● **Document section**:
══════════════════════════════
During the three months ended January 31, 2018, the Company granted its President and Chief Executive Officer, Mr. Daniel J. O’Connor, options to purchase 2,500,000 shares of the Company’s common stock outside of the 2011 Plan. This grant was approved by stockholders at the Company’s annual meeting on January 12, 2018. Of the total grant, options on 1,000,000 shares vested upon stockholder approval and options on 1,000,000 shares will vest over a two-year period from the date of grant. Mr. O’Connor also received a performance stock option award to purchase up to 500,000 shares of the Company’s common stock, which is subject to vesting as to options on 250,000 shares on the date of the Company’s achievement of 100% enrollment in the first cohort of its PISCES/KEYNOTE-695 study and as to the remaining options on 250,000 shares in one installment on the one-year anniversary of the date of achievement of such enrollment.

 

Stock-based compensation expense recognized in the accompanying condensed consolidated statements of operations is based on awards ultimately expected to vest, reduced for estimated forfeitures. The service period is generally the vesting period, with the exception of stock options granted pursuant to a consulting agreement, in which case the stock option vesting period and the service period are defined pursuant to the terms of the consulting agreement. Stock-based compensation expense related to stock options granted to consultants in which the options are not entirely vested at the grant date are generally re-measured each month. During the nine months ended April 30, 2018, the Company granted 5,614,000 options to employees, directors and consultants. The fair values of the Company’s options were estimated at the dates of grant using a Black-Scholes option pricing model with the following weighted average assumptions:

 

Expected term (years)     5.00 – 6.50  
Risk-free interest rate     1.66 – 2.81 %
Volatility     73.3 – 92.0 %
Dividend yield     0 %

 

The Company’s expected volatility is derived from the historical daily change in the market price of its common stock since its stock became available for trading, as well as the historical daily changes in the market price of its peer group, based on weighting, as determined by the Company. The Company uses the simplified method to calculate the expected term of options issued to employees and directors, and the Company’s estimation of the expected term for stock options granted to parties other than employees or directors is the contractual term of the option award. The risk-free interest rate used in the Black-Scholes calculation is based on the prevailing U.S. Treasury yield in effect at the time of grant, commensurate with the expected term. For the expected dividend yield used in the Black-Scholes calculation, the Company has never paid any dividends on its common stock and does not anticipate paying dividends on its common stock in the foreseeable future.

 

The following is a summary of the 2011 Plan and non-Plan option activity:

 

          Weighted  
          Average  
          Exercise  
    Options     Price  
Outstanding - July 31, 2017     3,639,613     $ 1.94  
Exercisable - July 31, 2017     1,990,521     $ 2.29  
Granted     5,614,000     $ 1.37  
Exercised     (180,393 )   $ 1.25  
Forfeited/Cancelled     (584,650 )   $ 3.00  
Outstanding – April 30, 2018     8,488,570     $ 1.50  
Exercisable – April 30, 2018     4,161,589     $ 1.59  

 

As of April 30, 2018, the total intrinsic value of options outstanding and exercisable was $1.4 million and $0.7 million, respectively. As of April 30, 2018, the Company has approximately $4.4 million in unrecognized stock-based compensation expense attributable to the outstanding options, which will be amortized over a period of 1.84 years.
══════════════════════════════
(Excerpt from a dataset)
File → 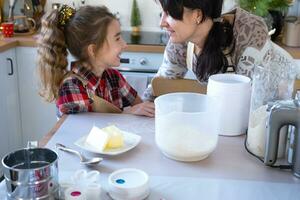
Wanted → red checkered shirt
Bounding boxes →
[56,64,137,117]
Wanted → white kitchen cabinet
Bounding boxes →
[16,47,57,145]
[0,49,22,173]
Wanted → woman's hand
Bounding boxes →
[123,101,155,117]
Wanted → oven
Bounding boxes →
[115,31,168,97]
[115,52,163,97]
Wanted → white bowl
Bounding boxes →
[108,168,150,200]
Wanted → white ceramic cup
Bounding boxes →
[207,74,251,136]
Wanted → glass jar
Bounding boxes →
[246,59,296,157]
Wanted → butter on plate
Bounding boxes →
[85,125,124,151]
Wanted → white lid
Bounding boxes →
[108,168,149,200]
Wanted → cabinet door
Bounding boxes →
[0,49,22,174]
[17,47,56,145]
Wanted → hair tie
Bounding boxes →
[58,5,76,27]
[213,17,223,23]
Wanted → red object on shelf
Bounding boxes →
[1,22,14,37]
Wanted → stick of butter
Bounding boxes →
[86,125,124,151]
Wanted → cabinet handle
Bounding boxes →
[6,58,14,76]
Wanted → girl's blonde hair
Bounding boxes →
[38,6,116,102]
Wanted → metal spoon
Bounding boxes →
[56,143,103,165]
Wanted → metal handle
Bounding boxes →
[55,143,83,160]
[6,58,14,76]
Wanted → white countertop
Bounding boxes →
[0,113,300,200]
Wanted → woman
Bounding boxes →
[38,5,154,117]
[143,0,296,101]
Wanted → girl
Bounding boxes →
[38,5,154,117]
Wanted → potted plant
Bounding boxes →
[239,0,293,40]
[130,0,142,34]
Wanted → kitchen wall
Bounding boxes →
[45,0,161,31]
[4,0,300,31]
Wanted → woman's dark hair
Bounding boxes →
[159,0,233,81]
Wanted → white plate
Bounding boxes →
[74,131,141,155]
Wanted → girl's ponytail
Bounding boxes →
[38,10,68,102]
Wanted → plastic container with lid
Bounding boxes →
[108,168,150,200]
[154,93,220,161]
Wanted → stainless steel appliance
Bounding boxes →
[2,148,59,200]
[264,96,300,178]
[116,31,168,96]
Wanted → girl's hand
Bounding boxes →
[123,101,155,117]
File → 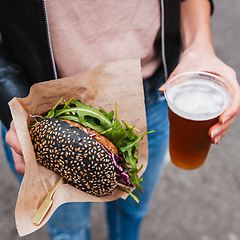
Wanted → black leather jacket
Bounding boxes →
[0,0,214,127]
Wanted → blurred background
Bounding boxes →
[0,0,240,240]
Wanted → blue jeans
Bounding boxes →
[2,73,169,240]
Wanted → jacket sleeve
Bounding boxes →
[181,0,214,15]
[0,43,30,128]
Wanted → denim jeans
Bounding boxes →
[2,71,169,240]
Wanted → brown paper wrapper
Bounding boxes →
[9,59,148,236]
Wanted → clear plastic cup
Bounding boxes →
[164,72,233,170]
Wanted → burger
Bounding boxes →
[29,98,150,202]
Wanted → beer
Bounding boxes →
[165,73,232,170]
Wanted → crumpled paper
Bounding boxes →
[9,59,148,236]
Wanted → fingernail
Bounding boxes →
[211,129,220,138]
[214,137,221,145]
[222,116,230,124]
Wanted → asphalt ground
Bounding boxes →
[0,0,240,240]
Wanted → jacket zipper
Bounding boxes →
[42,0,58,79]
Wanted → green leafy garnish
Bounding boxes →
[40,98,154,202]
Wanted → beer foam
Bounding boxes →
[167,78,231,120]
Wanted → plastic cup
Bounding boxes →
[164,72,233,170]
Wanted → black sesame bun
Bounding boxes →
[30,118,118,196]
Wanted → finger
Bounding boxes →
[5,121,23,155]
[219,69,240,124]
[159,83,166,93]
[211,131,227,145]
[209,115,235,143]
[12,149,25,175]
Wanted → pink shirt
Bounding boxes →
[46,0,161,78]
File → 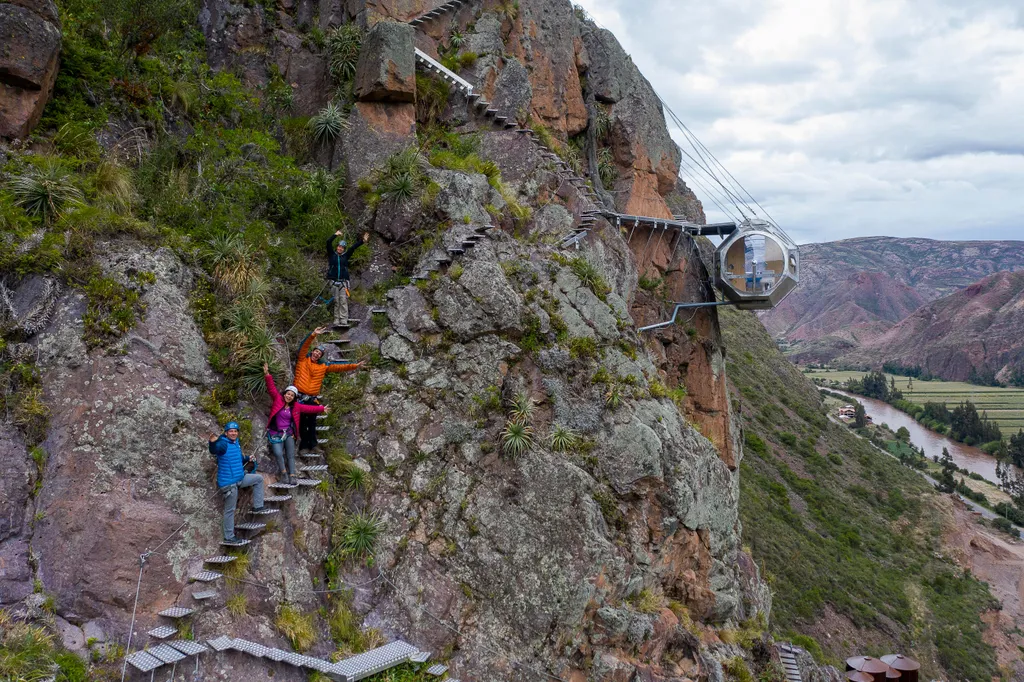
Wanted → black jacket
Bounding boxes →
══════════════════════════════
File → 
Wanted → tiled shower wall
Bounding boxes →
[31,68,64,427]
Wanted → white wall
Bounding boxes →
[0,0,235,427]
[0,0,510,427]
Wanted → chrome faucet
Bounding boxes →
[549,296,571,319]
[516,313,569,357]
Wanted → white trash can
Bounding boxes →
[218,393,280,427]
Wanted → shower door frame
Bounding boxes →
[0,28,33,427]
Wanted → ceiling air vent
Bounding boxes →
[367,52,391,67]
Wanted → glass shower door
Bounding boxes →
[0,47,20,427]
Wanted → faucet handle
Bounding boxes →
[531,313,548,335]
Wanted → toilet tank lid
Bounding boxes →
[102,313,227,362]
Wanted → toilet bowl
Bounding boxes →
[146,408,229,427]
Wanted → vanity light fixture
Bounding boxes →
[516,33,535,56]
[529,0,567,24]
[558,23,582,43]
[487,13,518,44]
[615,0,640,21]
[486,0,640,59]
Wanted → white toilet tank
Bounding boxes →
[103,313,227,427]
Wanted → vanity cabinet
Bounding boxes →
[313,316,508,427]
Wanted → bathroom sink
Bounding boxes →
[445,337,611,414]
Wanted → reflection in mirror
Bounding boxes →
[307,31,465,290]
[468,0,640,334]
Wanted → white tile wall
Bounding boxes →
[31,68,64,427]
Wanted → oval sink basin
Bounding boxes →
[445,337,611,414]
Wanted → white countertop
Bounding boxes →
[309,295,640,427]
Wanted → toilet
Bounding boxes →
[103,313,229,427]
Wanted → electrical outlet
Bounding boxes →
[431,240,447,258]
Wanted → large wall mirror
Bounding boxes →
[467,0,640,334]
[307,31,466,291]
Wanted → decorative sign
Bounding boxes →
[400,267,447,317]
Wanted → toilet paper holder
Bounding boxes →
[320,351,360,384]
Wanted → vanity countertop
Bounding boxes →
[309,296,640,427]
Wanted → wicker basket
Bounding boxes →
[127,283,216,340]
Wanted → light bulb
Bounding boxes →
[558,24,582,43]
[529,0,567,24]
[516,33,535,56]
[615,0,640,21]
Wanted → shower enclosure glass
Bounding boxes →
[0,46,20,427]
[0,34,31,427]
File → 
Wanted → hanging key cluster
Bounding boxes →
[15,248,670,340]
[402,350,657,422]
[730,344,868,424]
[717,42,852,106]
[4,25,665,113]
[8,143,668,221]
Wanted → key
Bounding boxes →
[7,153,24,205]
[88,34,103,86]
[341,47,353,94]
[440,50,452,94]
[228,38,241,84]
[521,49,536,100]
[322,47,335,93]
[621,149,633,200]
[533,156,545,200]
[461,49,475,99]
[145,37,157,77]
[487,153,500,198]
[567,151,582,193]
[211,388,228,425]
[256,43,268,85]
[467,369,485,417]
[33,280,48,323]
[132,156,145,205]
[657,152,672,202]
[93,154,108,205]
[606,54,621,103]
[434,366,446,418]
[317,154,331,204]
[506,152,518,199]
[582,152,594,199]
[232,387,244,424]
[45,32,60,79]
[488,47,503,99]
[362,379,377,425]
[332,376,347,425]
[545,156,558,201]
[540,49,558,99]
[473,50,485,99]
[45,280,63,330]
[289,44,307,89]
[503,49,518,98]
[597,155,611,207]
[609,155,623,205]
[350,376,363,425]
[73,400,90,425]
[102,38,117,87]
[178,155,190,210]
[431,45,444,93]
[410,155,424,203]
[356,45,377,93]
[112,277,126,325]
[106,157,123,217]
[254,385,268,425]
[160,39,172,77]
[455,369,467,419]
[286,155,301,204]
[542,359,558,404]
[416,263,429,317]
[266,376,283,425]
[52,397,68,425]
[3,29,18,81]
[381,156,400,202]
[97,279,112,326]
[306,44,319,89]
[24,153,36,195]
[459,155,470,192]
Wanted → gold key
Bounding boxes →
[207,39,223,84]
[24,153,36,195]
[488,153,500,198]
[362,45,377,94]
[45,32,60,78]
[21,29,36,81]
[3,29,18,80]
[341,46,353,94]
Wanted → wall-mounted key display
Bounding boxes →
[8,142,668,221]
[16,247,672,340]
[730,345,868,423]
══════════════════════════════
● **Instructions**:
1. According to the stock option disclosure, how many options did the Company grant to employees, directors and consultants during the nine months ended April 30, 2018?
2. Copy word for word everything in the stock option disclosure from "As of April 30, 2018, the total" down to "of 1.84 years.".

● **Outputs**:
1. 5,614,000 options

2.
As of April 30, 2018, the total intrinsic value of options outstanding and exercisable was $1.4 million and $0.7 million, respectively. As of April 30, 2018, the Company has approximately $4.4 million in unrecognized stock-based compensation expense attributable to the outstanding options, which will be amortized over a period of 1.84 years.